Given instruction:
Pick out every line in the entries below that contains the string "road", matching case exactly, and copy each of those lines.

Recorded data

________________________________________

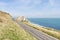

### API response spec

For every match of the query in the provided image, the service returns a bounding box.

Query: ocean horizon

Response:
[28,18,60,30]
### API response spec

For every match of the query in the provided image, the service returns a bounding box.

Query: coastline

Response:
[23,21,60,40]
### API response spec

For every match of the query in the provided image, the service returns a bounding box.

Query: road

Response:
[18,23,58,40]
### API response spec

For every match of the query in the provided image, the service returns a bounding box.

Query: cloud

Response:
[0,2,7,6]
[49,0,55,6]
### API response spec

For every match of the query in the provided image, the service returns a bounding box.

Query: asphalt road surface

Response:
[18,23,58,40]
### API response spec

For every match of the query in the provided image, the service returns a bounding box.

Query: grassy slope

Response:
[24,22,60,40]
[0,13,36,40]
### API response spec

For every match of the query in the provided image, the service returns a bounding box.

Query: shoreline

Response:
[24,21,60,40]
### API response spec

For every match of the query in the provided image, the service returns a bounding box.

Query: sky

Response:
[0,0,60,18]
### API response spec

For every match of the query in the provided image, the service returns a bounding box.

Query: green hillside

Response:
[0,11,36,40]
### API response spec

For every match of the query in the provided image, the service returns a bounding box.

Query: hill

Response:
[0,11,36,40]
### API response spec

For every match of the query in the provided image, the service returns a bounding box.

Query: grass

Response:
[0,22,36,40]
[24,22,60,40]
[0,12,36,40]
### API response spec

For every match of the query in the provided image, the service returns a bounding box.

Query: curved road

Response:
[18,23,58,40]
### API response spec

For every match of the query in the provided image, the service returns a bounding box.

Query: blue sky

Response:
[0,0,60,18]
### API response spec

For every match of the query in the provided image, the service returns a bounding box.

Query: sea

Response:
[28,18,60,30]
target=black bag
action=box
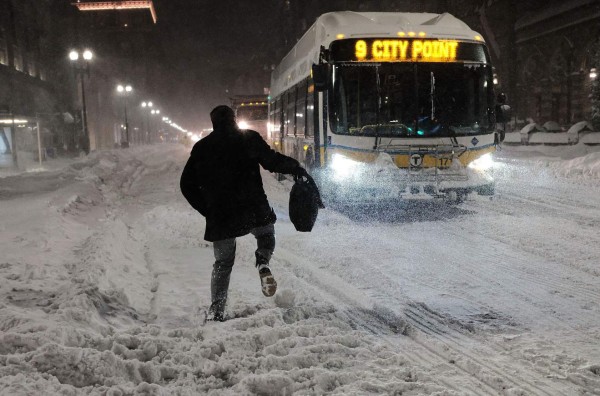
[290,175,325,232]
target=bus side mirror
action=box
[496,93,512,123]
[496,105,512,123]
[312,63,329,92]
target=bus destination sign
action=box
[331,39,486,63]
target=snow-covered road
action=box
[0,145,600,395]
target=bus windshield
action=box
[330,62,493,137]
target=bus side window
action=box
[296,80,306,137]
[306,81,315,136]
[285,87,296,136]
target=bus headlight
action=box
[469,153,494,171]
[331,154,360,179]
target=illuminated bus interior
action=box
[330,62,493,137]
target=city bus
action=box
[268,11,500,202]
[229,95,268,139]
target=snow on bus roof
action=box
[271,11,481,97]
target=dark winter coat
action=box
[180,127,300,241]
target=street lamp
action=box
[142,101,153,143]
[117,84,133,148]
[69,49,94,154]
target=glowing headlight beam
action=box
[469,153,494,171]
[331,154,360,179]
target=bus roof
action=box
[271,11,483,97]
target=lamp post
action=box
[117,84,133,148]
[150,109,160,143]
[142,101,153,144]
[69,49,94,154]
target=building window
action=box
[27,54,37,77]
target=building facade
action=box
[447,0,600,128]
[0,0,74,166]
[72,0,164,149]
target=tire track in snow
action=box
[273,247,557,395]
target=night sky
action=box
[156,0,289,130]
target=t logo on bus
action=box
[410,154,423,168]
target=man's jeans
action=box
[210,224,275,313]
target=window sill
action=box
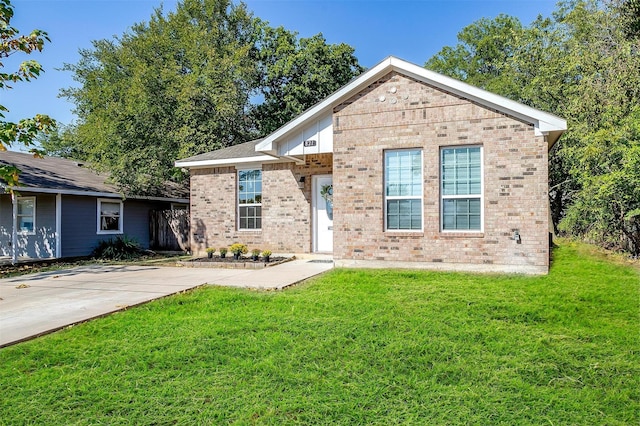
[96,231,124,235]
[384,230,424,237]
[440,231,484,238]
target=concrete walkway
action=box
[0,259,333,348]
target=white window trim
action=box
[235,168,262,232]
[438,145,485,234]
[96,198,124,235]
[16,197,37,235]
[382,148,424,233]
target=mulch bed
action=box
[180,255,295,269]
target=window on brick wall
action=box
[238,169,262,230]
[440,146,482,231]
[384,149,423,231]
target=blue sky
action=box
[0,0,555,130]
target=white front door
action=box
[313,175,333,253]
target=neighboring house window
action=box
[440,146,482,231]
[384,149,423,231]
[238,169,262,229]
[17,197,36,234]
[98,199,122,234]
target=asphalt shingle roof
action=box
[0,151,189,198]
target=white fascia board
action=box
[391,58,567,132]
[175,155,281,169]
[11,186,189,204]
[256,56,567,152]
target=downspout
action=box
[11,191,18,265]
[55,193,62,259]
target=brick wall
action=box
[191,154,332,255]
[333,73,549,273]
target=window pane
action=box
[385,149,423,229]
[18,216,33,232]
[238,169,262,229]
[100,203,120,216]
[18,200,34,216]
[442,198,481,230]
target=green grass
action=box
[0,242,640,425]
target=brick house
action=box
[176,57,566,274]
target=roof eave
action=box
[175,155,282,169]
[255,56,567,153]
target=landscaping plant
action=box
[92,235,142,260]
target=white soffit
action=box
[256,56,567,154]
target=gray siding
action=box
[62,195,171,257]
[0,192,56,259]
[61,195,101,257]
[0,193,171,259]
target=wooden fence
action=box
[149,210,190,251]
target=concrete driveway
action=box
[0,260,333,348]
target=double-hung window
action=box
[17,197,36,234]
[238,169,262,230]
[97,199,123,234]
[384,149,423,231]
[440,146,482,231]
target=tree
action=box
[58,0,361,195]
[426,0,640,254]
[253,26,364,135]
[425,15,525,100]
[62,0,258,195]
[0,0,55,186]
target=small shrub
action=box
[92,235,142,260]
[229,243,249,255]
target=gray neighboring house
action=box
[0,151,189,259]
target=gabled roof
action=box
[256,56,567,152]
[0,151,189,202]
[176,139,278,167]
[176,56,567,167]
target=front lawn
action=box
[0,242,640,425]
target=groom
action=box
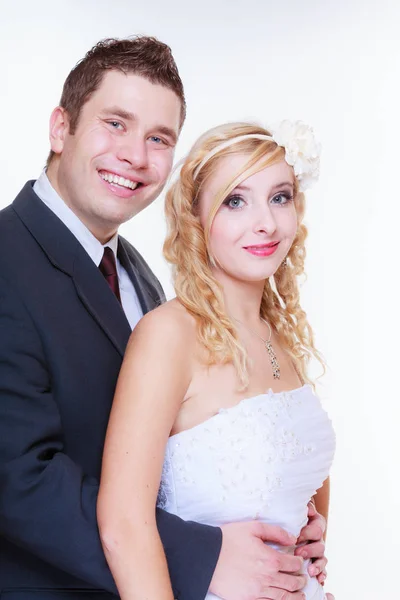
[0,37,326,600]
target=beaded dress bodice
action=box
[158,385,335,600]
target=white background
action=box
[0,0,400,600]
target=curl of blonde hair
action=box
[164,123,324,388]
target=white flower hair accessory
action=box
[193,120,321,192]
[272,120,321,192]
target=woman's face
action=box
[199,154,297,282]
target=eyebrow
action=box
[102,106,178,144]
[235,181,294,192]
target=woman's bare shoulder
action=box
[132,298,196,346]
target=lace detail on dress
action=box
[157,385,335,600]
[156,447,176,511]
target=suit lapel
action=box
[13,182,131,356]
[118,237,164,314]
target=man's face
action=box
[48,71,181,242]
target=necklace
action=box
[233,317,281,379]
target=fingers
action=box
[308,500,318,518]
[262,573,307,600]
[258,523,296,546]
[308,557,328,577]
[297,513,326,544]
[295,540,325,559]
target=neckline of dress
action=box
[168,383,312,442]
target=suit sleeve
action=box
[0,279,222,600]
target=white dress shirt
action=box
[33,171,143,329]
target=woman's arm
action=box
[97,306,192,600]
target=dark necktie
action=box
[99,246,121,303]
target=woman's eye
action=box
[224,196,244,208]
[150,135,165,144]
[271,193,293,204]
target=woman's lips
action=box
[244,242,279,256]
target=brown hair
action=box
[47,36,186,165]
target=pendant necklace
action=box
[234,317,281,379]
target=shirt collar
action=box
[33,171,118,266]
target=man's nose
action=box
[117,138,149,169]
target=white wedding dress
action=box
[158,385,335,600]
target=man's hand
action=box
[295,502,334,600]
[210,521,306,600]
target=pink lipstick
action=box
[244,242,279,256]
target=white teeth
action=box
[100,172,139,190]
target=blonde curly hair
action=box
[164,123,324,389]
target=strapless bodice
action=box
[158,385,335,600]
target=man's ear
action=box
[49,106,69,154]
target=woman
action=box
[98,122,334,600]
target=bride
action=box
[98,121,334,600]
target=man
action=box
[0,37,332,600]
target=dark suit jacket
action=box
[0,182,221,600]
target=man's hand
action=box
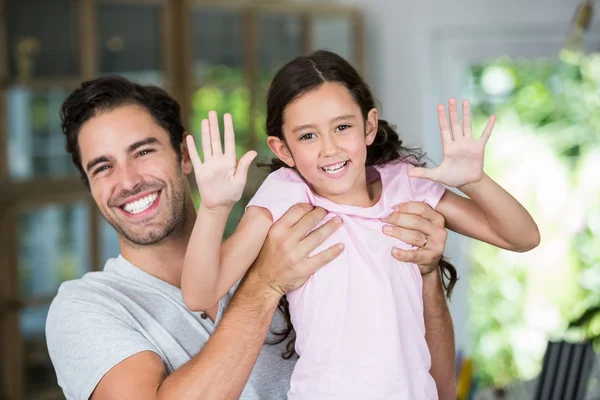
[248,204,344,297]
[382,202,448,275]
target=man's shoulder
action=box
[46,271,119,328]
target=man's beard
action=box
[104,179,186,246]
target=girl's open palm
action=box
[408,99,496,187]
[186,111,256,209]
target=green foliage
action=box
[467,55,600,386]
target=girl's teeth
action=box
[321,161,348,174]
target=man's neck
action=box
[120,206,196,288]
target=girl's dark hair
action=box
[259,50,457,358]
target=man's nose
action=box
[118,166,143,191]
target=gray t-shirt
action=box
[46,256,295,400]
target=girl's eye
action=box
[300,133,317,140]
[94,165,110,175]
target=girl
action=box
[182,51,539,400]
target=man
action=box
[46,77,455,400]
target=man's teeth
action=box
[321,161,348,174]
[123,192,158,214]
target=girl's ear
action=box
[267,136,296,168]
[365,108,379,146]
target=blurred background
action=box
[0,0,600,400]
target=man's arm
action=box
[92,205,341,400]
[423,268,456,400]
[384,202,456,400]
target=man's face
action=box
[78,105,192,245]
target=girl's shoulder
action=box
[247,167,310,221]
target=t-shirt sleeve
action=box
[246,168,310,222]
[46,292,160,400]
[408,164,446,209]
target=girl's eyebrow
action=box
[292,114,356,133]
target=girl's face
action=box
[268,82,378,205]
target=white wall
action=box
[328,0,600,349]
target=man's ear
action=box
[365,108,379,146]
[180,132,193,175]
[267,136,296,168]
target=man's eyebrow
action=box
[127,137,158,153]
[85,137,158,172]
[85,156,110,173]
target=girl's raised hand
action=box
[408,99,496,187]
[186,111,257,210]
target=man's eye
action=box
[94,165,110,175]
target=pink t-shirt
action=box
[248,162,445,400]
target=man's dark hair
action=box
[60,76,185,186]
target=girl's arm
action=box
[181,206,273,311]
[181,111,264,311]
[408,99,540,252]
[436,175,540,252]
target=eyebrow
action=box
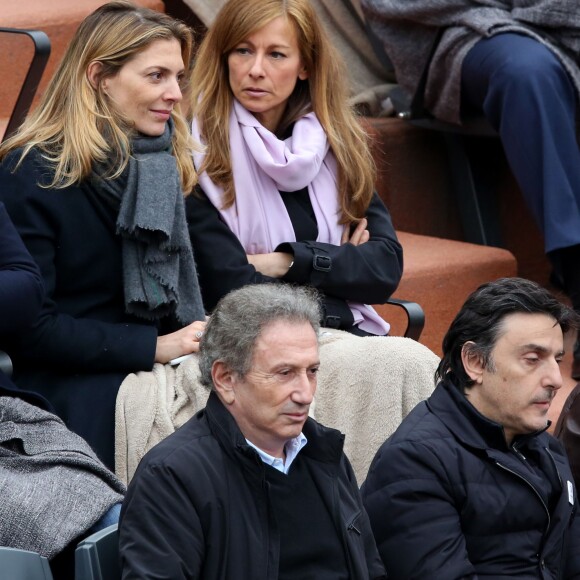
[236,40,290,50]
[145,64,185,74]
[520,342,566,357]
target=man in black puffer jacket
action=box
[362,278,580,580]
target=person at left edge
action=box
[119,284,386,580]
[0,1,205,468]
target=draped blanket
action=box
[115,329,439,484]
[0,397,125,558]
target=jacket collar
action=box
[427,380,549,451]
[205,390,344,463]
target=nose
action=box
[250,54,264,78]
[292,371,316,405]
[163,78,183,103]
[545,359,562,391]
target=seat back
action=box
[75,524,121,580]
[0,546,52,580]
[0,27,50,141]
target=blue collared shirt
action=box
[246,433,308,474]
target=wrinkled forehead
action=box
[493,312,564,351]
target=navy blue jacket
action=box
[362,382,580,580]
[0,202,50,409]
[0,150,174,468]
[120,392,385,580]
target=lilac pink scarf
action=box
[193,100,389,335]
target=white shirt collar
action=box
[246,433,308,474]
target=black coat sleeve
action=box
[186,189,403,310]
[361,442,477,580]
[0,154,157,372]
[0,202,44,333]
[276,193,403,304]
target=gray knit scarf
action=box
[0,397,125,556]
[91,119,205,325]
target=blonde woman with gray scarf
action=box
[0,1,205,468]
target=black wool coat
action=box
[185,187,403,330]
[0,150,174,468]
[361,382,580,580]
[120,392,386,580]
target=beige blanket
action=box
[184,0,395,116]
[115,330,439,483]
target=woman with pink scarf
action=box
[187,0,403,336]
[186,0,438,483]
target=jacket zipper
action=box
[495,460,557,566]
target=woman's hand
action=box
[340,218,371,246]
[155,320,206,364]
[248,252,294,278]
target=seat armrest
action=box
[0,27,50,141]
[0,350,14,377]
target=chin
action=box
[137,123,166,137]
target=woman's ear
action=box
[87,60,103,91]
[461,340,485,384]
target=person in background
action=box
[0,1,205,468]
[361,278,580,580]
[0,203,125,580]
[119,284,386,580]
[361,0,580,380]
[186,0,437,481]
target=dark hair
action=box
[199,284,320,387]
[435,278,580,391]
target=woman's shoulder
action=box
[0,147,53,185]
[0,147,82,196]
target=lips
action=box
[244,87,268,97]
[151,109,171,121]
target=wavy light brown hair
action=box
[191,0,375,223]
[0,0,197,192]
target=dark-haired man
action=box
[362,278,580,580]
[120,284,386,580]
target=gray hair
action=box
[199,284,321,387]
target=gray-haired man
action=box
[120,285,386,580]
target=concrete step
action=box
[0,0,165,135]
[375,231,517,355]
[364,118,550,286]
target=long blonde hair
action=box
[0,0,197,192]
[191,0,375,223]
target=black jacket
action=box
[120,393,385,580]
[362,383,580,580]
[185,188,403,330]
[0,151,173,468]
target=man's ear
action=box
[87,60,103,91]
[211,360,237,405]
[461,340,485,385]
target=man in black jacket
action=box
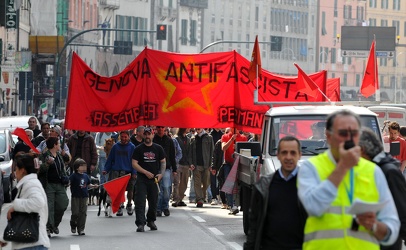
[359,128,406,250]
[153,126,177,217]
[244,136,307,250]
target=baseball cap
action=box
[51,125,62,136]
[144,127,152,134]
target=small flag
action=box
[103,174,131,213]
[41,102,48,115]
[248,36,262,81]
[13,128,39,154]
[294,63,319,97]
[361,40,379,98]
[220,156,240,194]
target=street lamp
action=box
[319,50,328,70]
[279,48,296,61]
[395,52,403,103]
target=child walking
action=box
[69,158,98,235]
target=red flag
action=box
[13,128,39,154]
[326,78,341,102]
[103,174,131,213]
[220,156,240,194]
[361,40,379,98]
[248,36,262,81]
[294,63,319,97]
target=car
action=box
[0,129,17,202]
[0,115,40,132]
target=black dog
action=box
[89,176,100,205]
[97,185,112,217]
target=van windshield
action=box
[268,115,382,155]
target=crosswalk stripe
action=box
[227,242,243,250]
[192,216,206,222]
[209,227,224,235]
[70,245,80,250]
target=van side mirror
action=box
[235,142,262,156]
[389,141,400,156]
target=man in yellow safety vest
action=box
[298,110,400,250]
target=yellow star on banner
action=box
[158,57,217,114]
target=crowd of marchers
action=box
[0,117,259,249]
[0,110,406,250]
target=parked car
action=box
[0,115,40,132]
[0,129,17,202]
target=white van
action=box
[368,106,406,127]
[0,115,41,132]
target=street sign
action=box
[341,50,369,58]
[0,64,17,72]
[341,50,395,58]
[376,51,395,57]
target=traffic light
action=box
[156,24,166,40]
[113,41,133,55]
[271,36,282,51]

________________________________________

The result:
Query: road
Query: asphalt road surface
Query: curved road
target=snow-covered road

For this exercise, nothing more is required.